- What is being asked:
Reproduce each record exactly.

- Stored rows:
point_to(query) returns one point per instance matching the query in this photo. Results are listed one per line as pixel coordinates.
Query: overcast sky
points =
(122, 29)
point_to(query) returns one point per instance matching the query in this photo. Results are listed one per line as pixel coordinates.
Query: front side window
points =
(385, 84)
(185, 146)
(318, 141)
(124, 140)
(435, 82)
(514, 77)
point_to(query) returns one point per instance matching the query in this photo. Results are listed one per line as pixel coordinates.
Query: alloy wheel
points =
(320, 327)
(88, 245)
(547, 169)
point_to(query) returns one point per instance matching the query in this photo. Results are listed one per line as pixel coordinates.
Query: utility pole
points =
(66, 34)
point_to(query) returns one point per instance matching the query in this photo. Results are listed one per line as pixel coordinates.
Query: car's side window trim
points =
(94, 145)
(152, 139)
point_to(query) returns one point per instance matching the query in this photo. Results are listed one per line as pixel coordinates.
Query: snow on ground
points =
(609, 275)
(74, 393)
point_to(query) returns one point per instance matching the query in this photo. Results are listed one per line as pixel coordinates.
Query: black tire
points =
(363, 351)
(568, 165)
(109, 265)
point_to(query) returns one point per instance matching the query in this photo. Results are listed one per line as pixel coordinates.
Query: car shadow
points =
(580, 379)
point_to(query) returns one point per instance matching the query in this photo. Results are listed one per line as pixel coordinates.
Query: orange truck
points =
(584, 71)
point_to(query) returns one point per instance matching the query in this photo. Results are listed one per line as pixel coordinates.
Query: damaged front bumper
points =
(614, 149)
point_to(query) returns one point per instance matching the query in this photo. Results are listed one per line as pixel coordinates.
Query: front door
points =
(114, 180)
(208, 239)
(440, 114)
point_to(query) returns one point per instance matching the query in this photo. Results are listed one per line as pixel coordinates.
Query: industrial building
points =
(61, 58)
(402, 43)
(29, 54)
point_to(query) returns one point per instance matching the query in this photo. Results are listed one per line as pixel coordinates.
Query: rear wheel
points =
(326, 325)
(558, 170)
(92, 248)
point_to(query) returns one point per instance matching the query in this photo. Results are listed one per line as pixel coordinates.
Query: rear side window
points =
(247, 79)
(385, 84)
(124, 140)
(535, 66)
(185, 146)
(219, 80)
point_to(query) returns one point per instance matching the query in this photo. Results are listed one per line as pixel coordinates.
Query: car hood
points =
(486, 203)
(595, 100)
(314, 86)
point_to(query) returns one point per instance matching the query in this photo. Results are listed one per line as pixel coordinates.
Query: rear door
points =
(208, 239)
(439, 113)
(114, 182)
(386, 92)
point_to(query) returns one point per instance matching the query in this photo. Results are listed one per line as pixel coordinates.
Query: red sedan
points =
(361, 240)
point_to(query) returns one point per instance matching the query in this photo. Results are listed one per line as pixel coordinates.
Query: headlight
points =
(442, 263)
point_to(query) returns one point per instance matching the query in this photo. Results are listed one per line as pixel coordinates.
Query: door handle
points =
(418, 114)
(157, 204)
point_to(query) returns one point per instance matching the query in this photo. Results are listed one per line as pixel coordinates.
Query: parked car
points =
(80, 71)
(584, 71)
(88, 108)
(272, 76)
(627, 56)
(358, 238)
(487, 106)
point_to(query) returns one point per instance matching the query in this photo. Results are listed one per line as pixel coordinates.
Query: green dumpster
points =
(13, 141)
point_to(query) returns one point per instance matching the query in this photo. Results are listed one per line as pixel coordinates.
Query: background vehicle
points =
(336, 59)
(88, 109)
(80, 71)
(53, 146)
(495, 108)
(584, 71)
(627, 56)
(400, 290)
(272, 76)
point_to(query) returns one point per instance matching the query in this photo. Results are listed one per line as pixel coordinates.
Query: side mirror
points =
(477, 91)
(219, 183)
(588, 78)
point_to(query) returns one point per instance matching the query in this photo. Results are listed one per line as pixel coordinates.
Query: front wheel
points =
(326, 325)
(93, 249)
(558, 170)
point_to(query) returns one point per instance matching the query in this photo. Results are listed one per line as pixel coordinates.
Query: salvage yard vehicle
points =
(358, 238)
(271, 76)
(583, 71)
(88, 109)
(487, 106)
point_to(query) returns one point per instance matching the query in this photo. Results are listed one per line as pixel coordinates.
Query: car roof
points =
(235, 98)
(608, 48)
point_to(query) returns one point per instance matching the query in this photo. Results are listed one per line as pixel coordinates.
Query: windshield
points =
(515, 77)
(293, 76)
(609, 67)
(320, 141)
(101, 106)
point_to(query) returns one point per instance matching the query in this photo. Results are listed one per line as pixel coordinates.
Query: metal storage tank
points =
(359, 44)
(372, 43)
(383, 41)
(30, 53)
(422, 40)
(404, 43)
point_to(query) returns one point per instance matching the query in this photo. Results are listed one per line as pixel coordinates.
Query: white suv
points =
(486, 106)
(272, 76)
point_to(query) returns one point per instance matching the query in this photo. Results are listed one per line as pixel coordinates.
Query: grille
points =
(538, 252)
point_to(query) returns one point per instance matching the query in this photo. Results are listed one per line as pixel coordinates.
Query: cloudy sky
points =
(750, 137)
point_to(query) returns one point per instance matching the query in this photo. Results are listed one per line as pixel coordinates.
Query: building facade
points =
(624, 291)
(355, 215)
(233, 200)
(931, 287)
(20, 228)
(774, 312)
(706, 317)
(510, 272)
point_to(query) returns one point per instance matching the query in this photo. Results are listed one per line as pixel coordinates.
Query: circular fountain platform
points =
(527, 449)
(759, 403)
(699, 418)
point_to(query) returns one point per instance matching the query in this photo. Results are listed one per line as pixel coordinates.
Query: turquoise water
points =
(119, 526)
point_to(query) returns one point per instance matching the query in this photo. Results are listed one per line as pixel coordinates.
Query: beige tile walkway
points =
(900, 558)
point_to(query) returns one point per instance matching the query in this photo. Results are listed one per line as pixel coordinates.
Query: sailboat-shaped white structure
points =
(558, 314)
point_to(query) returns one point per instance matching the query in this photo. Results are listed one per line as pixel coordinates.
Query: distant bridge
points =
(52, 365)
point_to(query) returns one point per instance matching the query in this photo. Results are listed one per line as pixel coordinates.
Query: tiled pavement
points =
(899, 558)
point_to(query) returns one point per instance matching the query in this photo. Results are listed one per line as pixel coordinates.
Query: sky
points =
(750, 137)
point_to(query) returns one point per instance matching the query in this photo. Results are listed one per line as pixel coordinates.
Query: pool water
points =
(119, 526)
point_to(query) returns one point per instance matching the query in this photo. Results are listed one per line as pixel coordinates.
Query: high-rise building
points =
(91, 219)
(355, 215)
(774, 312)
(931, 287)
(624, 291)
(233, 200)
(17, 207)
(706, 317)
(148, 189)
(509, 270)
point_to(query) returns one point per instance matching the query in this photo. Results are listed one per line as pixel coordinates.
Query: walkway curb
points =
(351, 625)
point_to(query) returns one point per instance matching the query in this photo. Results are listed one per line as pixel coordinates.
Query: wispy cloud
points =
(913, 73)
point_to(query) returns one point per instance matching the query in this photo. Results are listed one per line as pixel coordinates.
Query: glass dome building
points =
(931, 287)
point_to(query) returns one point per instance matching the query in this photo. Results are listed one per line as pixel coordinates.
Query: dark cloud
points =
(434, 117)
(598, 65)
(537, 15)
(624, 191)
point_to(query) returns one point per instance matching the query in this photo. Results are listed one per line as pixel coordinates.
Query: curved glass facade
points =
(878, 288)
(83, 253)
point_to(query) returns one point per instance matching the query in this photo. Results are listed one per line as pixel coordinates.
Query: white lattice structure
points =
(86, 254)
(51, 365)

- Complete output:
point_to(query) returns one point per instance matching the query in this photo. Results are listed one per line as pixel coordinates.
Query: overcast sky
points =
(122, 29)
point_to(query) returns one point per instance matching the query in this photo. Results are listed one per line as pixel coordinates.
Query: front side window
points =
(385, 84)
(185, 146)
(318, 141)
(124, 140)
(435, 82)
(514, 77)
point_to(query) returns one point per instance matching the query in this photo. Results are listed one per line as pixel coordinates.
Query: alloy wheel
points =
(320, 327)
(88, 245)
(547, 169)
point_to(query) returns one point per instance matching the query in this photo. Results are listed one per line as pixel coordinates.
Query: utility pole
points =
(66, 34)
point_to(query) returns one point per instance matching the query in this photo. Results are listed one per line as pixel coordinates.
Query: car's side window trim
points =
(94, 145)
(152, 139)
point_to(query) returns one point per instance matching the query in this photo. Results are listed one per line as pixel coordinates.
Query: snow on ground
points =
(609, 275)
(74, 393)
point_to(query) returns one point per instance matching the query in this photo. Results are listed one per line as pixel coordinates.
Query: black tire
points =
(363, 351)
(568, 165)
(109, 265)
point_to(query) returns one point per instance matching the query in this photo. Results are listed one per line as pixel coordinates.
Query: car shadow
points =
(580, 379)
point_to(query) returns one point per instance matching the query in this photo. Results are listed one per line as pixel coordinates.
Query: orange truck
points =
(584, 71)
point_to(query) returns one point per instance matching the query in this photo. Results are listed one per line as pixel coordinates.
Query: damaged front bumper
points =
(614, 149)
point_to(query) returns one point per instance matching the query in this photo. Results are listed one per line as pixel coordinates.
Query: front door
points =
(114, 180)
(208, 239)
(440, 114)
point_to(query) returns one point per instance matching the query in this photo. Results are listed one per line as pixel coordinates.
Query: industrial building
points =
(61, 58)
(402, 43)
(29, 54)
point_to(query) returns one point per instance matching the query in this photo. Results are listed one per line as pixel coordinates.
Query: rear wheel
points =
(326, 325)
(558, 170)
(92, 248)
point_to(query) returns one point per instance matching the query in this photo. Results are listed one per line as pixel coordinates.
Query: rear side window
points =
(247, 79)
(385, 84)
(124, 140)
(535, 66)
(185, 146)
(219, 80)
point_to(query) returns one point per instance matching the query in this photo. Results are listed one per line as pixel coordinates.
Query: car hood
points =
(486, 203)
(595, 100)
(314, 86)
point_to(query) returns one point per instance matching the query in this photo. Results are listed one per line as pixel coordinates.
Query: rear door
points =
(208, 239)
(439, 113)
(114, 182)
(386, 92)
point_to(query) returns one point per instance matching the query in this photo. Results are listed one per line as pixel coordinates.
Query: red sedan
points =
(361, 240)
point_to(query) returns one point per instance matching the query in this photo. Results are listed one per line as pixel coordinates.
Query: headlight
points =
(442, 263)
point_to(query) returns one point per instance matching the query in this photo. Results are listed one per line as pixel coordinates.
Query: door handle
points =
(418, 114)
(157, 204)
point_to(query) returns one point per instance matching the query in this photo. Results are listed one per line as pixel coordinates.
Query: parked car
points =
(80, 71)
(584, 71)
(88, 108)
(272, 76)
(627, 56)
(358, 238)
(487, 106)
point_to(query) returns one point per instance matching the query in this photo. Results are listed one per line as pixel coordinates.
Query: green dumpster
points =
(13, 141)
point_to(query) returns one point per instance matching the query in this photo. Results are listed one per line as pixel coordinates.
Query: background vehicle
points =
(336, 59)
(88, 109)
(80, 71)
(53, 146)
(495, 108)
(584, 71)
(627, 56)
(400, 290)
(272, 76)
point_to(query) returns one point per instance matching the query in this photo. Results are listed one per line as pixel coordinates.
Query: side mirror
points =
(477, 91)
(219, 183)
(588, 78)
point_to(query) returns one point per instance matching the query in this photo. Results are listed one per line as pixel coordinates.
Query: front wheel
points =
(326, 325)
(93, 249)
(558, 170)
point_to(query) returns one point per instance matching the query in this photo. Results are listed one per line as pixel coordinates.
Query: salvage yard vehicle
points =
(358, 238)
(271, 76)
(583, 71)
(88, 109)
(487, 106)
point_to(query) returns one point per instance matching the query in this photo. Results are listed one per line as pixel coordinates.
Query: car roof
points =
(235, 98)
(608, 48)
point_to(query) returns one point per instance matching the query in this photo. Results are listed one per line as pixel coordinates.
Query: windshield
points =
(515, 77)
(293, 76)
(609, 67)
(320, 141)
(101, 106)
point_to(query) returns one point per instance matching the query in this photo. Results are listed one per line as pixel coordinates.
Query: metal storage tank
points =
(359, 44)
(372, 43)
(383, 41)
(30, 53)
(422, 40)
(404, 43)
point_to(query) returns one point per instance matching the query in this photo. Results are listed one per line as pixel coordinates.
Query: white suv
points =
(486, 106)
(272, 76)
point_to(query) returns one point per instance matching the query in this photo. Results are listed one per line as pixel coordinates.
Query: grille
points =
(538, 252)
point_to(query) returns one point per instance matching the query in this photo. Results are listed one per line as pixel coordinates.
Query: cloudy sky
points =
(750, 137)
point_to(query) returns one point per instance matching the query in this photo. Results are listed one per line as pixel coordinates.
Query: building facade
points =
(624, 291)
(355, 215)
(233, 200)
(931, 287)
(20, 228)
(774, 312)
(706, 317)
(510, 272)
point_to(query) returns one point per instance matching the query in this photo. Results are listed one per line as pixel coordinates.
Query: circular fountain platform
points =
(527, 449)
(759, 403)
(699, 418)
point_to(query) returns one point per instance matching the query in this photo. Results are listed one per line as pixel coordinates.
Query: turquoise water
points =
(119, 526)
point_to(query) returns one point per instance matching the query in this photo. Results are listed one per line as pixel coordinates.
Query: beige tile walkway
points =
(900, 558)
point_to(query) returns one point per instance matching the query in this photo. Results are listed one per line as pixel coordinates.
Query: sailboat-shaped white structure
points =
(558, 314)
point_to(query) returns one point per instance matching the query in this photo. Results are listed one per line as pixel coordinates.
Query: distant bridge
points =
(52, 365)
point_to(query) returns one point per instance matching the query in this photo. Results are listed one per line as pixel coordinates.
Query: tiled pavement
points =
(899, 558)
point_to(query) returns one point per instance matching the query in this photo. Results are listed one per line as pixel coordinates.
Query: sky
points =
(750, 137)
point_to(query) returns one point per instance matching the query in this photo. Results are listed one per line as pixel coordinates.
Query: pool water
points =
(119, 526)
point_to(query) returns one point per instance matching the query in this photo. Results are listed one per line as pixel coordinates.
Query: high-rise building
points =
(91, 219)
(355, 215)
(774, 312)
(931, 287)
(624, 291)
(233, 200)
(17, 207)
(706, 317)
(148, 189)
(509, 270)
point_to(query) returns one point per instance matching the query in this photo. Results are listed one per line as pixel coordinates.
Query: walkway curb
points =
(351, 625)
point_to(query) returns one point per instance matching the query in this photo. Results are listed one per line as pixel coordinates.
Query: wispy cloud
points =
(913, 73)
point_to(query) returns one point per instance matching the query in this photo. Results are listed one per line as pixel coordinates.
Query: glass dome building
points =
(931, 287)
point_to(query) returns one point per instance matching the query in this photo. Results are listed one per line as pixel coordinates.
Query: dark cloud
points =
(434, 117)
(598, 65)
(537, 15)
(624, 191)
point_to(query) returns one point per instance matching the query in this photo. Results are listed one per line as pixel coordinates.
Query: curved glass facade
points =
(878, 288)
(83, 253)
point_to(query) returns one point per instance matching the query in this photo. Results are listed one per line as pixel coordinates.
Query: white lattice structure
points =
(86, 254)
(51, 365)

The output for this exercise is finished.